┌─ Supplied material

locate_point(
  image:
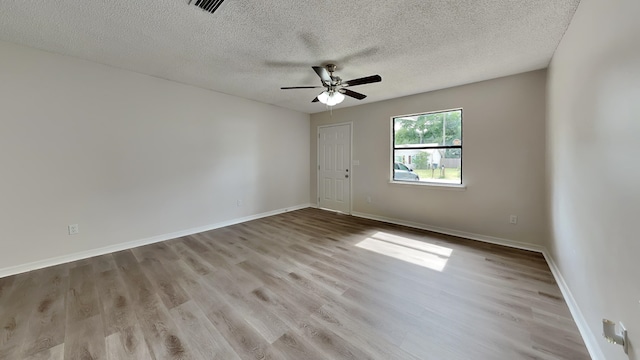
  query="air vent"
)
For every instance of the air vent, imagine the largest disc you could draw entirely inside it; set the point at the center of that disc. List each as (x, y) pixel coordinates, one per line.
(207, 5)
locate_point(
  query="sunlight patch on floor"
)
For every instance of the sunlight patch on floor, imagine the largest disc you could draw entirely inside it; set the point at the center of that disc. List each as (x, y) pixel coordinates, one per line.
(416, 252)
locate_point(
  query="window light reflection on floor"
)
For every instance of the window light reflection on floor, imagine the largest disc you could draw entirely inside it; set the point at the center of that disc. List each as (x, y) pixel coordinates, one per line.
(420, 253)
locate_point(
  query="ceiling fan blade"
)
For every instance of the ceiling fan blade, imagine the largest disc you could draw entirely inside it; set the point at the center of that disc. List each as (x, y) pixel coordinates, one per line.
(323, 73)
(353, 94)
(362, 81)
(300, 87)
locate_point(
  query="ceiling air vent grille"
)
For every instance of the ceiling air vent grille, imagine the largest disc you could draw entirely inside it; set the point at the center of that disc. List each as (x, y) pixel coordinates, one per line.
(207, 5)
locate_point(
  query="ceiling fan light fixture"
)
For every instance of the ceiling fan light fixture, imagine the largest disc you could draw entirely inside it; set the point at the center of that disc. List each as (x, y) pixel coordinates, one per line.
(324, 97)
(335, 98)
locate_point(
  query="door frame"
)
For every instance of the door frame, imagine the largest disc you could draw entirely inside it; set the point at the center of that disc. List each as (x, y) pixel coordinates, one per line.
(350, 123)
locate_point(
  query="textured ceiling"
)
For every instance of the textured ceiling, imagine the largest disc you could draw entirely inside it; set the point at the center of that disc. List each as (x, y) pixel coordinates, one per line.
(252, 48)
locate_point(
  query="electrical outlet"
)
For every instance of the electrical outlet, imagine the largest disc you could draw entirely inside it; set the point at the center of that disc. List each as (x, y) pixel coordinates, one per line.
(74, 229)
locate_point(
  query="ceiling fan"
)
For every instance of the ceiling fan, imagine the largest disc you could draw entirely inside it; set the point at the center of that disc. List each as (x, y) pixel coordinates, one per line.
(336, 89)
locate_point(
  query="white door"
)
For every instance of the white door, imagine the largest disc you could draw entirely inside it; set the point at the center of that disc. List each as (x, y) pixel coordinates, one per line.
(334, 165)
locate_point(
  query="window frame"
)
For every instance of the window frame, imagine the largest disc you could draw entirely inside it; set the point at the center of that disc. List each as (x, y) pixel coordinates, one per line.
(434, 184)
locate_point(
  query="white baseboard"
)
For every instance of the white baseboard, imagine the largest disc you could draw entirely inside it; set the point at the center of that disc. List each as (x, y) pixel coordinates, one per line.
(585, 331)
(588, 336)
(463, 234)
(132, 244)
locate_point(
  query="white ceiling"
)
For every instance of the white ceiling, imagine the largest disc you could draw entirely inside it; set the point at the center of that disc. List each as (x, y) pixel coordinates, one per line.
(252, 48)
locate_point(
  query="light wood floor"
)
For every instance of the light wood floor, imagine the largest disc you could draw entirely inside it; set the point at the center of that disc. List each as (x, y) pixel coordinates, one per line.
(307, 284)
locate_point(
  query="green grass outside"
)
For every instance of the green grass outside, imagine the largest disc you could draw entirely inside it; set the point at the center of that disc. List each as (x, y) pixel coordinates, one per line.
(450, 174)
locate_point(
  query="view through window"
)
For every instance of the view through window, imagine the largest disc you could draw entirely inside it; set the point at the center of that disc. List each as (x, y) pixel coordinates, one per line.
(427, 147)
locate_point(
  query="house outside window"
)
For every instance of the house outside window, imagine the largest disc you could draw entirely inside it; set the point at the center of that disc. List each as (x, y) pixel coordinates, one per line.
(427, 147)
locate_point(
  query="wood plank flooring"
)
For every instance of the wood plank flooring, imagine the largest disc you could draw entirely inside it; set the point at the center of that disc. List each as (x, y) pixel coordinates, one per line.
(307, 284)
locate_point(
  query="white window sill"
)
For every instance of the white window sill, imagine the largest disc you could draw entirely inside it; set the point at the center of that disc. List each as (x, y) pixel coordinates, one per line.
(431, 185)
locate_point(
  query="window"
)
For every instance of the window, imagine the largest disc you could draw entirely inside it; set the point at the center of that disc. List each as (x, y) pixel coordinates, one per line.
(427, 148)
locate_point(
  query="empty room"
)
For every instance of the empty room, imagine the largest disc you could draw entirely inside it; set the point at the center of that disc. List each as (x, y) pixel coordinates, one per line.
(237, 179)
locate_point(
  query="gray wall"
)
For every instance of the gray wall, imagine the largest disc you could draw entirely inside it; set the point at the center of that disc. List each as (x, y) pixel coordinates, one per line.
(593, 153)
(503, 159)
(127, 156)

└─

• Exercise description: Can you restate all the records above word for word while dropping the pictures?

• Result for this task:
locate_point(
  image:
  query="air vent"
)
For every instance of the air vent, imagine the largest disc you could draw entirely inside it; set the point at the center of that disc. List each as (x, y) pixel coordinates, one per line.
(207, 5)
locate_point(
  query="sunlight patch on floor"
)
For every instance of the sunlight patch on floor, imagine the largest disc you could draw entirely inside it; set the point at the center of that disc. List each as (x, y) pixel coordinates, one per line.
(416, 252)
locate_point(
  query="window light reflection on floor"
)
For every instance of the window light reflection on floor, imagine the largest disc you could draw entirely inside it; set the point at the center of that disc. List each as (x, y) pixel coordinates, one per line.
(420, 253)
locate_point(
  query="ceiling fan blade"
)
For every instance of the ceiling fan blade, imagine the largest disc you could draw entirely inside it; set the point at the center of that disc. List each as (x, y) pixel coordinates, one per line.
(323, 73)
(353, 94)
(362, 81)
(300, 87)
locate_point(
  query="ceiling air vent grille"
)
For every instance of the ceiling air vent grille, imagine the largest disc you could draw entirely inside it; set the point at the center of that disc. List each as (x, y) pixel coordinates, one per line.
(207, 5)
locate_point(
  query="ceiling fan light fixture"
)
For every instance of the ceiling fan light fixture, imagine the largest disc you could draw entirely inside it; set the point at the center of that disc. List each as (x, y) pixel coordinates, one per line.
(324, 97)
(335, 98)
locate_point(
  query="door frame"
)
For every instance of the door frame, imagine the largest disc you could draw entirely inside it; set the point at the center of that disc. List each as (x, y) pixel coordinates, one per line.
(350, 123)
locate_point(
  query="textured ceiling"
)
For every instance of the textured ceiling, imagine the largest disc you could draw entirely inside it; set the point at the center of that disc. List each as (x, y) pixel coordinates, one per line.
(252, 48)
locate_point(
  query="electrical outlet"
)
For every instance of the electrical outlet, imagine the largest disc you could draw entirely inside it; set the point at the center of that disc. List each as (x, y) pixel coordinates, one per line.
(74, 229)
locate_point(
  query="ceiling fan"
)
For every instance of the ceiling fan, imagine the largest disc you could draw entirely inside it; set the point at the center of that disc. List each as (x, y) pixel coordinates, one per line.
(336, 89)
locate_point(
  query="white door"
)
For every instance of the white door, imagine the largest disc you could draw entirely inside it; set the point at the center of that disc. List each as (x, y) pixel coordinates, one per line.
(334, 165)
locate_point(
  query="window frame"
)
For every instance of the window frame, imagine the largest disc you could draw entirely inside it; set the point at the center of that disc. List each as (x, y) pixel coordinates, one per line.
(434, 184)
locate_point(
  query="white baseboard"
)
For every instance of the white baseboard, imagine the largest disc you could draw entirely inside it; set the point at the center of that disc. List each as (x, y) pixel coordinates, one per line.
(585, 331)
(588, 336)
(463, 234)
(132, 244)
locate_point(
  query="white ceiling"
)
For every instance of the white ceiling, imagine the largest disc you could draw entirely inside it; set the point at the center of that disc. List each as (x, y) pixel coordinates, one per line.
(252, 48)
locate_point(
  query="light wood floor"
)
For every instance of the light wood floor, imagine the largest disc you could draw entirely inside it; set the point at the center of that disc. List each as (x, y) pixel coordinates, one per line.
(307, 284)
locate_point(
  query="green grass outside"
)
For every instance of the green grass outside, imagine the largest disc you could draw entirely inside it; set the point at the center of that disc. List each as (x, y) pixel coordinates, one per line.
(450, 174)
locate_point(
  query="view through window"
)
For every instance of the view through window, imagine the largest disc you could draw entirely inside it; set the point at the center of that disc. List each as (x, y) pixel coordinates, one per line.
(427, 147)
locate_point(
  query="house outside window"
)
For every instance of the house outside window, imagine the largest disc you could draw entirely inside it; set the point at the center of that disc. List each as (x, y) pixel coordinates, one per line.
(427, 147)
locate_point(
  query="wood plank flooring"
)
For every instance of the wood plank flooring, imagine the largest disc you could draw entirely inside it; set the point at the center of that disc. List each as (x, y) pixel coordinates, one per line.
(307, 284)
locate_point(
  query="white window sill"
)
For every instance of the white window sill, imagine the largest disc you could draw entirely inside it; set the point at the center of that disc. List each as (x, y) pixel coordinates, one per line.
(431, 185)
locate_point(
  query="window"
)
For every instance of the window, imagine the largest disc you could draw entirely inside it; set the point at the center of that disc. List each as (x, y) pixel coordinates, one per line.
(427, 148)
locate_point(
  query="empty room"
)
For every instance of the empty room, imagine the largest disc you could draw entirely inside it; set the point at the center of that disc. List each as (x, y) pixel coordinates, one per line.
(237, 179)
locate_point(
  query="gray wall"
)
For every instance of the gray wall, imagine the largest disc you could draw entirely inside it; set the point at the center of that disc. List each as (x, y) pixel coordinates, one per line.
(593, 153)
(503, 159)
(127, 156)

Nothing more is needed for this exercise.